— START Dataset extract —
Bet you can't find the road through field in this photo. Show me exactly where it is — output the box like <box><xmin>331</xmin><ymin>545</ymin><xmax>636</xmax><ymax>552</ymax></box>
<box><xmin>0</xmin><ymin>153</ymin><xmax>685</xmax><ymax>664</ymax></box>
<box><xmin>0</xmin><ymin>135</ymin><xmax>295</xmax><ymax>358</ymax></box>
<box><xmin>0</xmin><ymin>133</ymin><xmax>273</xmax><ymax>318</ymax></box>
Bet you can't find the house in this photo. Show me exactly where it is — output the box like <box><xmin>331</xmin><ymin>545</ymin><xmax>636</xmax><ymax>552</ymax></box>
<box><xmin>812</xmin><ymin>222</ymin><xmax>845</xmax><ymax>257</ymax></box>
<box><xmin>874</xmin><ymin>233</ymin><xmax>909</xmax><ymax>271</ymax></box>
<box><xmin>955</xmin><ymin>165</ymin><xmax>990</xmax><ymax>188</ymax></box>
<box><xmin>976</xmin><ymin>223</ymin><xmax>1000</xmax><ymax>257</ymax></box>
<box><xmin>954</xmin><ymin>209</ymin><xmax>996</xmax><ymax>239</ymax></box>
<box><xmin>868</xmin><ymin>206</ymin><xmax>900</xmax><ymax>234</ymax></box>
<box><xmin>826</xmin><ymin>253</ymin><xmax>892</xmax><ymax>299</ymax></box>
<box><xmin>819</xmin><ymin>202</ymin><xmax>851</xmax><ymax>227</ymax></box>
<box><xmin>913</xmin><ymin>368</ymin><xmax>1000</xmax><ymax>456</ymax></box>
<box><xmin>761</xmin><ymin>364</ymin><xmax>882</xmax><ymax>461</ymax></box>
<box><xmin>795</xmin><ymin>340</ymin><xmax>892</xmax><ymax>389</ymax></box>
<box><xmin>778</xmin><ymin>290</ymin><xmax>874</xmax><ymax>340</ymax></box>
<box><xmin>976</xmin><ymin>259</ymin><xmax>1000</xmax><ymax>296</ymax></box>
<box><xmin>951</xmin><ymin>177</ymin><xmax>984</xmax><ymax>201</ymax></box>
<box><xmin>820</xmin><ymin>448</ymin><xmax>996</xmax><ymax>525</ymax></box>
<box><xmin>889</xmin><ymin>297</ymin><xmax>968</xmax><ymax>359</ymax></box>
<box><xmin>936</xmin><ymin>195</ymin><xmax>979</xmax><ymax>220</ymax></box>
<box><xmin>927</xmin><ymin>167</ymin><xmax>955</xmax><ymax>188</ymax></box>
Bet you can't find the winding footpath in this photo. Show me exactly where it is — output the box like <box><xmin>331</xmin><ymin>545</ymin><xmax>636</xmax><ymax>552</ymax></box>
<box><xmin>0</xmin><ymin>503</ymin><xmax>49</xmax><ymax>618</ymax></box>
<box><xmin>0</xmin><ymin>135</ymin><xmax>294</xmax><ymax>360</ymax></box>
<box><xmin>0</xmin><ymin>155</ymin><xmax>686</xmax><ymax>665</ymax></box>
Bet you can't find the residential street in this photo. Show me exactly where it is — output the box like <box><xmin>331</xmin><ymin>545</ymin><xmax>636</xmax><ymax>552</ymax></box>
— END Dataset extract —
Reproduce each entry from the records above, character for character.

- **Response below**
Bet you can't find the road through field in this photo. Show me exactly where it is — output the box like <box><xmin>331</xmin><ymin>545</ymin><xmax>636</xmax><ymax>552</ymax></box>
<box><xmin>0</xmin><ymin>153</ymin><xmax>685</xmax><ymax>664</ymax></box>
<box><xmin>0</xmin><ymin>135</ymin><xmax>295</xmax><ymax>358</ymax></box>
<box><xmin>0</xmin><ymin>133</ymin><xmax>273</xmax><ymax>318</ymax></box>
Bet you can't find the house in this photo. Show me exactly where it is — output the box like <box><xmin>331</xmin><ymin>545</ymin><xmax>636</xmax><ymax>552</ymax></box>
<box><xmin>812</xmin><ymin>222</ymin><xmax>845</xmax><ymax>257</ymax></box>
<box><xmin>874</xmin><ymin>233</ymin><xmax>909</xmax><ymax>271</ymax></box>
<box><xmin>955</xmin><ymin>165</ymin><xmax>990</xmax><ymax>188</ymax></box>
<box><xmin>976</xmin><ymin>223</ymin><xmax>1000</xmax><ymax>257</ymax></box>
<box><xmin>954</xmin><ymin>209</ymin><xmax>996</xmax><ymax>239</ymax></box>
<box><xmin>868</xmin><ymin>206</ymin><xmax>900</xmax><ymax>234</ymax></box>
<box><xmin>826</xmin><ymin>253</ymin><xmax>892</xmax><ymax>299</ymax></box>
<box><xmin>819</xmin><ymin>202</ymin><xmax>851</xmax><ymax>227</ymax></box>
<box><xmin>913</xmin><ymin>368</ymin><xmax>1000</xmax><ymax>456</ymax></box>
<box><xmin>761</xmin><ymin>364</ymin><xmax>882</xmax><ymax>461</ymax></box>
<box><xmin>795</xmin><ymin>340</ymin><xmax>892</xmax><ymax>389</ymax></box>
<box><xmin>778</xmin><ymin>290</ymin><xmax>874</xmax><ymax>340</ymax></box>
<box><xmin>976</xmin><ymin>259</ymin><xmax>1000</xmax><ymax>296</ymax></box>
<box><xmin>951</xmin><ymin>177</ymin><xmax>984</xmax><ymax>201</ymax></box>
<box><xmin>820</xmin><ymin>448</ymin><xmax>996</xmax><ymax>525</ymax></box>
<box><xmin>889</xmin><ymin>297</ymin><xmax>968</xmax><ymax>359</ymax></box>
<box><xmin>936</xmin><ymin>195</ymin><xmax>979</xmax><ymax>220</ymax></box>
<box><xmin>927</xmin><ymin>167</ymin><xmax>955</xmax><ymax>188</ymax></box>
Bet you can't find the winding footpath in this photo. Show me exactly where it is — output the box like <box><xmin>331</xmin><ymin>545</ymin><xmax>636</xmax><ymax>552</ymax></box>
<box><xmin>0</xmin><ymin>503</ymin><xmax>49</xmax><ymax>618</ymax></box>
<box><xmin>0</xmin><ymin>135</ymin><xmax>294</xmax><ymax>360</ymax></box>
<box><xmin>0</xmin><ymin>155</ymin><xmax>686</xmax><ymax>665</ymax></box>
Bet you can't find the residential street in this photo. Show me exactly where it is — output the box like <box><xmin>331</xmin><ymin>545</ymin><xmax>636</xmax><ymax>552</ymax></box>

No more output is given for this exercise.